## Begin

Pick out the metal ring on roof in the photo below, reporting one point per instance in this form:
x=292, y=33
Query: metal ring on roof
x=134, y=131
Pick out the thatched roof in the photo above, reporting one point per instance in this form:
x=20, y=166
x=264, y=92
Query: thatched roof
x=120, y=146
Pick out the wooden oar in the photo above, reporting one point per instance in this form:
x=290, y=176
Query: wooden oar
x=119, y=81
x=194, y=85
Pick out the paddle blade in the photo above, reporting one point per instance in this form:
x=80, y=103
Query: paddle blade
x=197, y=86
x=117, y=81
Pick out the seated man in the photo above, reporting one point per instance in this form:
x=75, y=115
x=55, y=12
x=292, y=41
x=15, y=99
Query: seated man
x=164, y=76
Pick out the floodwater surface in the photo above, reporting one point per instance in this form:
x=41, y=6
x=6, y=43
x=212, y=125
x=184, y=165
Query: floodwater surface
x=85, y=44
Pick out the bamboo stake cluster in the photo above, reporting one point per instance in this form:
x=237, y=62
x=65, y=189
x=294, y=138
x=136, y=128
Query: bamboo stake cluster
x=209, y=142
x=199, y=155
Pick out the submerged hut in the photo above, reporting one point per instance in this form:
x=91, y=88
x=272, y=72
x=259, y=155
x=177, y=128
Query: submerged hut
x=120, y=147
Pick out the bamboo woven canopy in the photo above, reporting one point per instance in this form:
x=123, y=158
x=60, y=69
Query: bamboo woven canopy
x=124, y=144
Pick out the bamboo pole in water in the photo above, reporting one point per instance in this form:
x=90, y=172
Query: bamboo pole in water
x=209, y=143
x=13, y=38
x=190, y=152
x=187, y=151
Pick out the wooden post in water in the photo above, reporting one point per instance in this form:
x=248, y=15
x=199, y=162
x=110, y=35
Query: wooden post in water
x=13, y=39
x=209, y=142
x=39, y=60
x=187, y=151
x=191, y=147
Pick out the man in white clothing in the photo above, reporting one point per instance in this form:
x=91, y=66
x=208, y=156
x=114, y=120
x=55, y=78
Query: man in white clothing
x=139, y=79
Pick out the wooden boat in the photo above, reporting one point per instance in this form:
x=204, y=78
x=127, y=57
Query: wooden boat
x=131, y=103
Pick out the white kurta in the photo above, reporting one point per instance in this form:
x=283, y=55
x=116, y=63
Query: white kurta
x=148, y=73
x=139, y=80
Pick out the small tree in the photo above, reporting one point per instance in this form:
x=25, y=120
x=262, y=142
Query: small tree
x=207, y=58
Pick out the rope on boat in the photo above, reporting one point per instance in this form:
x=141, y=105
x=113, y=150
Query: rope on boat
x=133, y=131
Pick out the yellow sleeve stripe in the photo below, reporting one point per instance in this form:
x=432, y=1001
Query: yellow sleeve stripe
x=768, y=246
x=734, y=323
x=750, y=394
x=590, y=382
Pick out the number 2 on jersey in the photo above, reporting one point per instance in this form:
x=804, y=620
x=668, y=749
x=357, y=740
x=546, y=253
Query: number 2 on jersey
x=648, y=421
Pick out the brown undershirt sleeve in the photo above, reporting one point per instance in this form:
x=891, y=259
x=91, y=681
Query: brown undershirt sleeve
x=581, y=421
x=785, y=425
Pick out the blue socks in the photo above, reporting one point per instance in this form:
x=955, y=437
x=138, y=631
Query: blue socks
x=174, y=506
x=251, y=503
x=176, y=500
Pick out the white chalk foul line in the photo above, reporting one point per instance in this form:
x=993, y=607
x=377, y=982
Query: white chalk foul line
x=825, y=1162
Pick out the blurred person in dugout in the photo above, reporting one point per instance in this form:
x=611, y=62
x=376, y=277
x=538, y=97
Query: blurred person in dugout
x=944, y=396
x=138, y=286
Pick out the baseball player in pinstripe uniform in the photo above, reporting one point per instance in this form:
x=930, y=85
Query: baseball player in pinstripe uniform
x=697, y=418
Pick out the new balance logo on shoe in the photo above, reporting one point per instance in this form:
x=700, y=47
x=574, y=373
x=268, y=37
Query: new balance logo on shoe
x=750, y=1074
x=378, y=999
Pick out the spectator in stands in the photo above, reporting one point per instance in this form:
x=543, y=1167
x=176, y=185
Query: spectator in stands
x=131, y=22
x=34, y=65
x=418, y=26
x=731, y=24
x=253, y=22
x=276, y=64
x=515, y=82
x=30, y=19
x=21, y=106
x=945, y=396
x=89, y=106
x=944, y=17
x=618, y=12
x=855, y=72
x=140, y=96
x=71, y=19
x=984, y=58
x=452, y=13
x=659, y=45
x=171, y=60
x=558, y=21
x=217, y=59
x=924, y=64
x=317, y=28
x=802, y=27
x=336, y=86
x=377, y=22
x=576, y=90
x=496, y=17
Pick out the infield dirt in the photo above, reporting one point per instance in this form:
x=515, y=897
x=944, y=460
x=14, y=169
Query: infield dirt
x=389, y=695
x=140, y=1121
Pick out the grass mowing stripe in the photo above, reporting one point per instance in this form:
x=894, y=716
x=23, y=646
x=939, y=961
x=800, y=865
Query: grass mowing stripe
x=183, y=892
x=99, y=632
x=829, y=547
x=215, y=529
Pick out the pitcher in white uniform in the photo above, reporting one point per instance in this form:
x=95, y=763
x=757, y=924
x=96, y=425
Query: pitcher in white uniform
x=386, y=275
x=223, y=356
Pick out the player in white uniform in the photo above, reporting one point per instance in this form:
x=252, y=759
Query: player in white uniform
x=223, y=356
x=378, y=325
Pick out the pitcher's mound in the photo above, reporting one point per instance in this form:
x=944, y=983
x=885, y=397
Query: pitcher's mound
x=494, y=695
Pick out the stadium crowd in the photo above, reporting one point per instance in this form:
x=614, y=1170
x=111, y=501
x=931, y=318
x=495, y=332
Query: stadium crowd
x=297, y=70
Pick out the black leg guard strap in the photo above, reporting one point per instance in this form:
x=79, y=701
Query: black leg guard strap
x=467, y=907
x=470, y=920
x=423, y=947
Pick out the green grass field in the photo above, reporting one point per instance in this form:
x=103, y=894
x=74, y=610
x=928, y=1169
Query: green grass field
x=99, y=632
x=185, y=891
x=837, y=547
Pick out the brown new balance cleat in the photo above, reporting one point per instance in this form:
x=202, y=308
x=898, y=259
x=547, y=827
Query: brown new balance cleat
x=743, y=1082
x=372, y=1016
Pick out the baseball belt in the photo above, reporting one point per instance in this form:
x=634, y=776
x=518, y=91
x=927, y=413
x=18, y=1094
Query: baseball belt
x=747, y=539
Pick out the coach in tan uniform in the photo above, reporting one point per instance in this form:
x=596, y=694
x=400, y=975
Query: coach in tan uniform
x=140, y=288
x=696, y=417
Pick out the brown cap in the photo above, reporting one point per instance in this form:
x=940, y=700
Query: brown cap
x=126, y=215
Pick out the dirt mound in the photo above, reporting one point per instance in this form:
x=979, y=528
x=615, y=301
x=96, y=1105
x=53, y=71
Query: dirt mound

## End

> _Request_:
Render every line of the rows above as a Markdown table with two columns, No. and Line, giving each line its number and skipping blank lines.

> _Result of the task_:
| No. | Line |
|---|---|
| 1 | Pick out the metal ring on roof in the photo below, reporting one point per instance in this form: |
| 2 | x=292, y=33 |
| 3 | Query: metal ring on roof |
| 4 | x=134, y=131 |
| 5 | Pick out the thatched roof in the photo above, reporting one point per instance in this form: |
| 6 | x=20, y=166 |
| 7 | x=264, y=92 |
| 8 | Query: thatched roof |
| 9 | x=120, y=146 |
| 10 | Pick out the wooden oar in the photo above, reporting one point per instance in this form: |
| 11 | x=290, y=176 |
| 12 | Query: wooden oar |
| 13 | x=119, y=81 |
| 14 | x=194, y=85 |
| 15 | Pick out the paddle blade in the photo above, reporting one point per instance in this form: |
| 16 | x=80, y=103 |
| 17 | Query: paddle blade |
| 18 | x=197, y=86 |
| 19 | x=117, y=81 |
| 20 | Pick out the seated man in the photo above, reporting one point per instance in this form: |
| 21 | x=75, y=115 |
| 22 | x=55, y=12 |
| 23 | x=292, y=41 |
| 24 | x=15, y=99 |
| 25 | Query: seated man |
| 26 | x=164, y=76 |
| 27 | Pick out the floodwater surface in the photo above, reporting one point per instance in this form: |
| 28 | x=41, y=6 |
| 29 | x=6, y=43 |
| 30 | x=212, y=125 |
| 31 | x=184, y=165 |
| 32 | Query: floodwater surface |
| 33 | x=85, y=44 |
| 34 | Pick out the bamboo stake cluster in the photo above, reporting one point per instance in this form: |
| 35 | x=237, y=62 |
| 36 | x=65, y=189 |
| 37 | x=294, y=138 |
| 38 | x=136, y=128 |
| 39 | Query: bamboo stake cluster |
| 40 | x=209, y=142 |
| 41 | x=199, y=155 |
| 42 | Pick out the submerged hut in the photo above, reporting one point per instance in this form: |
| 43 | x=91, y=88 |
| 44 | x=272, y=72 |
| 45 | x=259, y=155 |
| 46 | x=177, y=128 |
| 47 | Query: submerged hut |
| 48 | x=120, y=147 |
| 49 | Pick out the bamboo woven canopy in the photo above, reporting one point per instance in this form: |
| 50 | x=123, y=158 |
| 51 | x=60, y=69 |
| 52 | Query: bamboo woven canopy |
| 53 | x=124, y=144 |
| 54 | Pick out the bamboo pole in water in the photo above, reporting one point per instance in this form: |
| 55 | x=90, y=172 |
| 56 | Query: bamboo pole in water |
| 57 | x=209, y=143 |
| 58 | x=13, y=38 |
| 59 | x=190, y=152 |
| 60 | x=187, y=151 |
| 61 | Pick out the wooden post in water in the photo above, reporting one point per instance in this form: |
| 62 | x=248, y=15 |
| 63 | x=199, y=162 |
| 64 | x=110, y=35 |
| 65 | Query: wooden post in water |
| 66 | x=13, y=39 |
| 67 | x=209, y=142 |
| 68 | x=39, y=60 |
| 69 | x=187, y=151 |
| 70 | x=191, y=147 |
| 71 | Pick out the man in white clothing in the photo above, reporting one point per instance in this form: |
| 72 | x=91, y=66 |
| 73 | x=208, y=156 |
| 74 | x=114, y=120 |
| 75 | x=55, y=78 |
| 76 | Query: man in white clothing |
| 77 | x=139, y=79 |
| 78 | Pick out the wooden boat in the photo above, reporting one point per instance in this form: |
| 79 | x=204, y=78 |
| 80 | x=127, y=57 |
| 81 | Query: wooden boat |
| 82 | x=131, y=103 |
| 83 | Pick out the white kurta in the photo above, reporting one point per instance in this form: |
| 84 | x=283, y=55 |
| 85 | x=116, y=63 |
| 86 | Query: white kurta |
| 87 | x=148, y=73 |
| 88 | x=139, y=80 |
| 89 | Pick out the small tree in the photo above, reporting one point per instance in this form: |
| 90 | x=25, y=120 |
| 91 | x=262, y=142 |
| 92 | Query: small tree |
| 93 | x=207, y=58 |
| 94 | Pick out the rope on boat in the photo above, reporting one point per instance in this form: |
| 95 | x=141, y=105 |
| 96 | x=113, y=150 |
| 97 | Query: rope on boat |
| 98 | x=133, y=131 |
| 99 | Pick out the yellow sleeve stripe in the photo below, reporting one point per instance in this form: |
| 100 | x=432, y=1001 |
| 101 | Query: yellow sleeve stripe |
| 102 | x=768, y=246 |
| 103 | x=734, y=323 |
| 104 | x=750, y=394 |
| 105 | x=590, y=382 |
| 106 | Pick out the number 2 on jersey in the photo above, reporting one point per instance in this form: |
| 107 | x=804, y=620 |
| 108 | x=668, y=749 |
| 109 | x=357, y=740 |
| 110 | x=546, y=253 |
| 111 | Query: number 2 on jersey |
| 112 | x=648, y=421 |
| 113 | Pick out the brown undershirt sleeve in the photo above, reporting one point per instance in this form: |
| 114 | x=891, y=259 |
| 115 | x=91, y=681 |
| 116 | Query: brown undershirt sleeve |
| 117 | x=581, y=421 |
| 118 | x=785, y=425 |
| 119 | Pick out the blue socks in the photo above, reporting one point per instance in this form: |
| 120 | x=955, y=437 |
| 121 | x=138, y=631 |
| 122 | Query: blue socks |
| 123 | x=174, y=506 |
| 124 | x=251, y=503 |
| 125 | x=176, y=500 |
| 126 | Pick out the white chalk foul line in the photo above, reporting one point per instance in this form: |
| 127 | x=993, y=607 |
| 128 | x=377, y=982 |
| 129 | Query: white chalk foul line |
| 130 | x=825, y=1162 |
| 131 | Pick out the blurred person in dugout in the photo above, reporting one point per instance in this form: |
| 132 | x=611, y=62 |
| 133 | x=376, y=277 |
| 134 | x=538, y=97 |
| 135 | Query: blurred person in dugout |
| 136 | x=944, y=396 |
| 137 | x=138, y=286 |
| 138 | Pick out the baseball player in pinstripe uniform in the photo above, reporting one point per instance in this form: |
| 139 | x=930, y=85 |
| 140 | Query: baseball player in pinstripe uniform |
| 141 | x=697, y=418 |
| 142 | Pick out the new balance logo on shoe in the photo above, reporting one point per instance in this form: |
| 143 | x=700, y=47 |
| 144 | x=574, y=373 |
| 145 | x=268, y=37 |
| 146 | Query: new balance logo on shoe |
| 147 | x=750, y=1074 |
| 148 | x=378, y=999 |
| 149 | Pick out the spectator in stands in the photo above, reporting one point per instance in this form: |
| 150 | x=543, y=1167 |
| 151 | x=176, y=185 |
| 152 | Query: spectator in stands |
| 153 | x=131, y=22 |
| 154 | x=34, y=65 |
| 155 | x=418, y=26 |
| 156 | x=731, y=24 |
| 157 | x=253, y=22 |
| 158 | x=276, y=64 |
| 159 | x=515, y=82 |
| 160 | x=30, y=19 |
| 161 | x=21, y=106 |
| 162 | x=945, y=396 |
| 163 | x=89, y=106 |
| 164 | x=944, y=17 |
| 165 | x=618, y=12 |
| 166 | x=855, y=72 |
| 167 | x=140, y=96 |
| 168 | x=71, y=19 |
| 169 | x=984, y=58 |
| 170 | x=452, y=13 |
| 171 | x=659, y=45 |
| 172 | x=171, y=60 |
| 173 | x=558, y=21 |
| 174 | x=217, y=59 |
| 175 | x=924, y=64 |
| 176 | x=317, y=28 |
| 177 | x=802, y=27 |
| 178 | x=336, y=86 |
| 179 | x=377, y=22 |
| 180 | x=576, y=90 |
| 181 | x=496, y=17 |
| 182 | Pick out the infield dirt in the photo above, reporting one point per instance in this form: |
| 183 | x=515, y=897 |
| 184 | x=944, y=460 |
| 185 | x=14, y=169 |
| 186 | Query: infield dirt |
| 187 | x=389, y=695 |
| 188 | x=140, y=1121 |
| 189 | Pick out the grass mowing stripe in the photo above, reporting one point per instance in this form: |
| 190 | x=894, y=716 |
| 191 | x=23, y=646 |
| 192 | x=939, y=961 |
| 193 | x=800, y=865 |
| 194 | Query: grass mowing stripe |
| 195 | x=183, y=892 |
| 196 | x=99, y=632 |
| 197 | x=829, y=547 |
| 198 | x=215, y=529 |
| 199 | Pick out the pitcher in white uniform in the photo above, reporting one point per instance in this form: |
| 200 | x=95, y=763 |
| 201 | x=757, y=924 |
| 202 | x=96, y=425 |
| 203 | Query: pitcher in white uniform |
| 204 | x=386, y=275 |
| 205 | x=223, y=356 |
| 206 | Pick out the player in white uniform in the photo above, reporting one point per instance in this form: |
| 207 | x=252, y=759 |
| 208 | Query: player in white uniform |
| 209 | x=223, y=356 |
| 210 | x=378, y=325 |
| 211 | Pick out the pitcher's mound in the photo above, reporting one point per instance in this form: |
| 212 | x=944, y=983 |
| 213 | x=885, y=397 |
| 214 | Query: pitcher's mound |
| 215 | x=494, y=695 |
| 216 | Pick out the stadium crowd in the photo above, reporting one point per instance in this form: |
| 217 | x=614, y=1170 |
| 218 | x=111, y=501 |
| 219 | x=931, y=318 |
| 220 | x=495, y=332 |
| 221 | Query: stadium crowd |
| 222 | x=297, y=70 |
| 223 | Pick out the black leg guard strap in the photo above, reporting one point per instance in this form: |
| 224 | x=79, y=701 |
| 225 | Query: black leg guard strap |
| 226 | x=467, y=907 |
| 227 | x=470, y=920 |
| 228 | x=423, y=947 |
| 229 | Pick out the green grass field in the photo above, reporting one point per instance in this form: |
| 230 | x=103, y=894 |
| 231 | x=74, y=610 |
| 232 | x=928, y=1169 |
| 233 | Query: green grass field |
| 234 | x=99, y=632 |
| 235 | x=185, y=891 |
| 236 | x=837, y=547 |
| 237 | Pick out the brown new balance cleat in the photo above, reporting one point per instance in this form: |
| 238 | x=202, y=308 |
| 239 | x=898, y=259 |
| 240 | x=547, y=827 |
| 241 | Query: brown new balance cleat |
| 242 | x=743, y=1082 |
| 243 | x=372, y=1016 |
| 244 | Pick out the baseball belt in the photo above, reporting one point per instance in this form: |
| 245 | x=634, y=776 |
| 246 | x=518, y=91 |
| 247 | x=927, y=413 |
| 248 | x=18, y=1094 |
| 249 | Query: baseball belt |
| 250 | x=747, y=539 |
| 251 | Pick out the coach in tan uniform in the photo above, reporting one point per instance in this form: |
| 252 | x=596, y=694 |
| 253 | x=400, y=975 |
| 254 | Query: coach in tan uniform |
| 255 | x=140, y=288 |
| 256 | x=696, y=417 |
| 257 | Pick out the brown cap in the photo above, reporting one point per instance in this form: |
| 258 | x=940, y=700 |
| 259 | Query: brown cap |
| 260 | x=126, y=215 |
| 261 | Pick out the dirt mound in the photo above, reporting one point per instance in this form: |
| 262 | x=979, y=528 |
| 263 | x=615, y=301 |
| 264 | x=96, y=1105 |
| 265 | x=53, y=71 |
| 266 | Query: dirt mound |